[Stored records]
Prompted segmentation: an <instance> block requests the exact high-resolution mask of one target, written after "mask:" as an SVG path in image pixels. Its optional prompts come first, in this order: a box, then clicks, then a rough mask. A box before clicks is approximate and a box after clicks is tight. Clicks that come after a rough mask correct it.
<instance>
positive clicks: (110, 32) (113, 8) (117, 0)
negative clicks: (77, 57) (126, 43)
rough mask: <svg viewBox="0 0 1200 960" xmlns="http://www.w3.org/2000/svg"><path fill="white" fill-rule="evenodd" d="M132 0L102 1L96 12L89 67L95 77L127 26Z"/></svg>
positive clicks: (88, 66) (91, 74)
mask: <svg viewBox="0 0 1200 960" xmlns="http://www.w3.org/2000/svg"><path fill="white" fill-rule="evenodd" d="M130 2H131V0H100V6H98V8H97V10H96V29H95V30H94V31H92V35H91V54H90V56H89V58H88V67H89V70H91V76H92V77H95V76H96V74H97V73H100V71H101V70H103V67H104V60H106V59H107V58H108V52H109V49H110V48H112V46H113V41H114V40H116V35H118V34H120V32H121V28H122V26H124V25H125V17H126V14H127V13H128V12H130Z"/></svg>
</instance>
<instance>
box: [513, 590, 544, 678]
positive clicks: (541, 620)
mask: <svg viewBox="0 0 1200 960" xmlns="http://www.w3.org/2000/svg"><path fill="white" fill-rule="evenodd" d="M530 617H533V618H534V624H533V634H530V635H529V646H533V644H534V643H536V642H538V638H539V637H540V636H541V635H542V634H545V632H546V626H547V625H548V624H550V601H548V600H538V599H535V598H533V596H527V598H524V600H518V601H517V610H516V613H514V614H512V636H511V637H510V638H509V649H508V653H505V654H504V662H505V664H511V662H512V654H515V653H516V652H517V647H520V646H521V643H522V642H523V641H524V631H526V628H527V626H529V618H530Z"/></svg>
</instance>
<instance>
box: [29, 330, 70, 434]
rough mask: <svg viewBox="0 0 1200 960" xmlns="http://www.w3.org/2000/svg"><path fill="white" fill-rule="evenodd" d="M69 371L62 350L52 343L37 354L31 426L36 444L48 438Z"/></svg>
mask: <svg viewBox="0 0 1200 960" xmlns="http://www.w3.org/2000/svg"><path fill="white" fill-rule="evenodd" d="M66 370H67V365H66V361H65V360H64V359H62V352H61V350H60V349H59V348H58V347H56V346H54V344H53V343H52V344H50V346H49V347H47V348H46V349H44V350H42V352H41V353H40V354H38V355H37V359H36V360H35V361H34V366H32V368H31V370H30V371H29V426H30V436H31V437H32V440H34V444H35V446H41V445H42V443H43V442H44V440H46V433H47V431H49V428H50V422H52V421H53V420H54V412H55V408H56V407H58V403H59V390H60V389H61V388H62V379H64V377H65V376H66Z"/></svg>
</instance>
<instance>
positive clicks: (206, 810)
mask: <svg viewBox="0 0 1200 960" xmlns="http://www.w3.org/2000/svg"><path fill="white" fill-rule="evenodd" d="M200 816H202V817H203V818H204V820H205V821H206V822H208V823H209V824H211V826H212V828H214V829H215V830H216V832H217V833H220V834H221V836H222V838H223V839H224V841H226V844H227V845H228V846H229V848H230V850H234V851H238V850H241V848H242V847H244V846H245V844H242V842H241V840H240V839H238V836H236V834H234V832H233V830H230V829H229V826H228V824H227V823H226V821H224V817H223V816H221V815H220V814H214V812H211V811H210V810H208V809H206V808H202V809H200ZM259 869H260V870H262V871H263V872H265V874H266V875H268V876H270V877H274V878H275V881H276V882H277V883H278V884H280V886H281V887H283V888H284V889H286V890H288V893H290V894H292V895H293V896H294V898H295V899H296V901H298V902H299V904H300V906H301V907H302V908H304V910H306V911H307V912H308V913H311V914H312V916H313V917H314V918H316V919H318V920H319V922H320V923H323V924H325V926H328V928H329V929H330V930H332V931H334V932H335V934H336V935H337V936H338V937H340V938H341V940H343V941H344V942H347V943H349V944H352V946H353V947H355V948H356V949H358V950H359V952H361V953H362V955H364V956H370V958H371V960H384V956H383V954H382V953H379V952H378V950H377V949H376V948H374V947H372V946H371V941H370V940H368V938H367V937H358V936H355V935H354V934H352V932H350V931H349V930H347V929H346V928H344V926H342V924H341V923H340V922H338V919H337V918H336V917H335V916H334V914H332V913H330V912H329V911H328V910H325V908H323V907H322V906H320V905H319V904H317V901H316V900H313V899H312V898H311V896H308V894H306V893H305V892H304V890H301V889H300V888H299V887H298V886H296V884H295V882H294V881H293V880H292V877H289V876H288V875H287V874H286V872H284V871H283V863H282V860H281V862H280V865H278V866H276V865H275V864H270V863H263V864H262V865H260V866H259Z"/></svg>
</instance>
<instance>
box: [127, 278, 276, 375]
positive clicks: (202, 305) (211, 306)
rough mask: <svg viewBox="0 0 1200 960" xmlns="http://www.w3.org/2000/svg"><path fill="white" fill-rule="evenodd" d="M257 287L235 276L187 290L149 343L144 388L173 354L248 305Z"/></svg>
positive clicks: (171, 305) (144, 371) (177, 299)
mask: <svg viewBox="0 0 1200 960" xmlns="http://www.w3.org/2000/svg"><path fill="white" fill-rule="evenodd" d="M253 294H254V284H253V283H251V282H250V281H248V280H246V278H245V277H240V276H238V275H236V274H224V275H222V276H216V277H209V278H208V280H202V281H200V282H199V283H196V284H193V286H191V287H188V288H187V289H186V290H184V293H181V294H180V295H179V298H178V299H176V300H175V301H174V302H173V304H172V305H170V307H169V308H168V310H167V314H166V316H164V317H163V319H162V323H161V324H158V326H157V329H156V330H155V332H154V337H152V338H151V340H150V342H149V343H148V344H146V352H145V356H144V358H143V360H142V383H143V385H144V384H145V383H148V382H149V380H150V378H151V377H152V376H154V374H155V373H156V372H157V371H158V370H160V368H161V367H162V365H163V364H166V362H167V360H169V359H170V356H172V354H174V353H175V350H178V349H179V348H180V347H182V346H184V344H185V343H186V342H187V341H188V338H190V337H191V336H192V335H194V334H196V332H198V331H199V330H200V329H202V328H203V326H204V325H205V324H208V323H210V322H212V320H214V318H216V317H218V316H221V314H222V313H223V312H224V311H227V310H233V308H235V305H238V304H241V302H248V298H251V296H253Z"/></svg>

▸ **WHAT THIS TASK INVOLVES**
Once more, write out all of the entries above exactly.

▸ **FINISHED TASK**
Prompted segmentation: an <instance> block requests the exact high-resolution mask of one target, written after "mask:" as an SVG path in image pixels. Its optional prompts come first, in this order: a box, then clicks, then a rough mask. A box before clicks is approximate and a box after clicks is tight. Clicks that come after a rough mask correct it.
<instance>
positive clicks: (110, 32) (113, 8) (117, 0)
negative clicks: (77, 57) (126, 43)
rough mask: <svg viewBox="0 0 1200 960" xmlns="http://www.w3.org/2000/svg"><path fill="white" fill-rule="evenodd" d="M132 0L102 1L96 12L89 67L95 77L127 26Z"/></svg>
positive clicks: (88, 66) (91, 74)
mask: <svg viewBox="0 0 1200 960" xmlns="http://www.w3.org/2000/svg"><path fill="white" fill-rule="evenodd" d="M130 2H131V0H100V6H98V8H97V10H96V29H95V30H94V31H92V35H91V54H90V56H89V58H88V67H89V70H91V76H92V77H95V76H96V74H97V73H100V71H101V70H103V67H104V60H106V59H107V58H108V52H109V49H110V48H112V46H113V41H114V40H116V35H118V34H120V32H121V28H122V26H124V25H125V17H126V14H127V13H128V12H130Z"/></svg>
</instance>
<instance>
box: [513, 590, 544, 678]
positive clicks: (541, 620)
mask: <svg viewBox="0 0 1200 960" xmlns="http://www.w3.org/2000/svg"><path fill="white" fill-rule="evenodd" d="M530 617H533V618H534V624H533V634H530V635H529V646H533V644H534V643H536V642H538V638H539V637H540V636H541V635H542V634H545V632H546V626H547V625H548V624H550V601H548V600H538V599H535V598H533V596H527V598H524V600H518V601H517V610H516V613H514V614H512V636H511V637H510V638H509V649H508V653H505V654H504V662H505V664H511V662H512V654H515V653H516V652H517V647H520V646H521V643H522V642H523V641H524V631H526V628H527V626H529V618H530Z"/></svg>
</instance>
<instance>
box: [29, 330, 70, 434]
rough mask: <svg viewBox="0 0 1200 960" xmlns="http://www.w3.org/2000/svg"><path fill="white" fill-rule="evenodd" d="M69 371L62 350L52 343L37 354L31 426L36 444L48 438Z"/></svg>
mask: <svg viewBox="0 0 1200 960" xmlns="http://www.w3.org/2000/svg"><path fill="white" fill-rule="evenodd" d="M66 370H67V365H66V361H65V360H64V359H62V352H61V350H60V349H59V348H58V347H56V346H54V344H53V343H52V344H50V346H49V347H47V348H46V349H44V350H42V352H41V353H40V354H38V355H37V359H36V360H35V361H34V366H32V368H31V370H30V371H29V426H30V436H31V437H32V440H34V444H35V446H41V445H42V443H43V442H44V440H46V433H47V431H49V428H50V422H52V421H53V420H54V412H55V408H56V407H58V403H59V390H60V389H61V388H62V379H64V377H65V376H66Z"/></svg>
</instance>
<instance>
positive clicks: (206, 810)
mask: <svg viewBox="0 0 1200 960" xmlns="http://www.w3.org/2000/svg"><path fill="white" fill-rule="evenodd" d="M200 816H202V817H203V818H204V820H205V821H206V822H208V823H209V824H211V826H212V828H214V829H215V830H216V832H217V833H220V834H221V836H222V838H223V839H224V841H226V844H227V845H228V846H229V848H230V850H234V851H238V850H241V848H242V847H244V846H245V844H242V842H241V840H240V839H238V836H236V834H234V832H233V830H230V829H229V826H228V824H227V823H226V821H224V817H223V816H221V815H220V814H214V812H211V811H210V810H208V809H206V808H202V809H200ZM259 869H260V870H262V871H263V872H265V874H266V875H268V876H270V877H274V878H275V881H276V882H277V883H278V884H280V886H281V887H283V888H284V889H286V890H288V893H290V894H292V895H293V896H294V898H295V899H296V901H298V902H299V904H300V906H301V907H302V908H304V910H306V911H307V912H308V913H311V914H312V916H313V917H314V918H316V919H318V920H319V922H320V923H323V924H325V926H328V928H329V929H330V930H332V931H334V932H335V934H336V935H337V936H338V937H340V938H341V940H343V941H344V942H347V943H349V944H352V946H353V947H355V948H356V949H358V950H359V952H361V953H362V955H364V956H370V958H371V960H384V956H383V954H382V953H379V952H378V950H377V949H376V948H374V947H372V946H371V941H370V940H368V938H367V937H358V936H355V935H354V934H352V932H350V931H349V930H347V929H346V928H344V926H342V924H341V923H340V922H338V919H337V918H336V917H335V916H334V914H332V913H330V912H329V911H328V910H325V908H323V907H322V906H320V905H319V904H317V901H316V900H313V899H312V898H311V896H308V894H306V893H305V892H304V890H301V889H300V888H299V887H298V886H296V884H295V882H294V881H293V880H292V877H289V876H288V875H287V874H286V872H284V871H283V863H282V860H281V862H280V865H278V866H276V865H275V864H270V863H263V864H262V865H260V866H259Z"/></svg>
</instance>
<instance>
box: [127, 278, 276, 375]
positive clicks: (202, 305) (211, 306)
rough mask: <svg viewBox="0 0 1200 960" xmlns="http://www.w3.org/2000/svg"><path fill="white" fill-rule="evenodd" d="M257 287L235 276L187 290L149 343L144 388L173 354L248 305Z"/></svg>
positive clicks: (171, 305) (144, 371) (177, 299)
mask: <svg viewBox="0 0 1200 960" xmlns="http://www.w3.org/2000/svg"><path fill="white" fill-rule="evenodd" d="M253 294H254V284H253V283H251V282H250V281H248V280H246V278H245V277H240V276H238V275H236V274H224V275H222V276H216V277H209V278H208V280H202V281H200V282H199V283H196V284H193V286H191V287H188V288H187V289H186V290H184V293H181V294H180V295H179V298H178V299H176V300H175V301H174V302H173V304H172V305H170V307H169V308H168V310H167V314H166V316H164V317H163V319H162V323H161V324H158V326H157V329H156V330H155V332H154V337H152V338H151V340H150V342H149V343H148V344H146V352H145V356H144V358H143V360H142V383H143V385H144V384H145V383H148V382H149V380H150V378H151V377H152V376H154V374H155V373H156V372H157V371H158V370H160V368H161V367H162V365H163V364H166V362H167V360H169V359H170V356H172V354H174V353H175V350H178V349H179V348H180V347H182V346H184V344H185V343H186V342H187V341H188V338H190V337H191V336H192V335H194V334H196V332H198V331H199V330H200V329H202V328H203V326H204V325H205V324H208V323H210V322H212V320H214V318H216V317H218V316H221V314H222V313H223V312H224V311H227V310H233V308H235V305H238V304H241V302H248V298H251V296H253Z"/></svg>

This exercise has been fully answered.